- [Document text]
From where I stand the difference between stereotype one and the reality above are significant, its two very different people. But I’m up close and personal with this, I can clearly see the differences from where I stand. However, for those who don’t stand so close the edges of the two things blur and maybe they are so far from the craft beer bubble that the two scenario’s blur into being the ones single thing.

I went to Uni in Leeds and I remember when I was down there that there were those who would often refer to people from Sunderland as Geordies, based entirely on hearing their accents and having no other knowledge of their provenance. But to me I was amazed that they thought the Sunderland accent was the same as a Geordie accent, when I was so used to knowing how different words were pronounced in an entirely different way by Wearsiders when compared with Tynesiders.

This perception of craft beer is exactly the same thing. To a great many people there is no craft beer bubble, it’s all just beer and the social scene hasn’t changed a lot, other than faces being different and names being different, but people going out to pubs and clubs on a Friday and Saturday night is no different at all and that’s all they see. Hence why there is no qualms whatsoever in buying me a Budweiser gift pack as a Christmas pressie.

Natural language descriptions of regions
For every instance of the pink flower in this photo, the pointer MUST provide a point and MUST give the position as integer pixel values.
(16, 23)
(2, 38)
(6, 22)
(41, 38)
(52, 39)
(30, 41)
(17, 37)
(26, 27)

- [Parts of the exercise]
**a.** Transcribe the passage on how craft beer is perceived, from "I went to Uni" to "compared with Tynesiders.", inclusive.
**b.** Write the next part of the passage on how craft beer is perceived, picking up after its final sentence.

- [Responses to the tasks]
**a.**
I went to Uni in Leeds and I remember when I was down there that there were those who would often refer to people from Sunderland as Geordies, based entirely on hearing their accents and having no other knowledge of their provenance. But to me I was amazed that they thought the Sunderland accent was the same as a Geordie accent, when I was so used to knowing how different words were pronounced in an entirely different way by Wearsiders when compared with Tynesiders.

**b.**
Why does this matter? Well in the most part it doesn’t, but consider how do we reach out to new consumers? The starting place has to be to understand the viewpoint of those you’re looking to attract and as the industry grows it appears all the more on potential new consumers horizons, the next stage is to draw them closer to the industry with intelligent marketing and good sustainable practices. And the closer they get the more they’ll see the finer details and the distinctions and hopefully the colourful world of craft beer will spark their beery imagination.

Which leaves one question still to answer…..

I know you’re all wondering but the Budweiser gift pack contained branded bottle of said lager, branded glass for said lager to go into and branded peanuts to eat while drinking said lager. So that’s beer and food matching? It’s almost craft!?!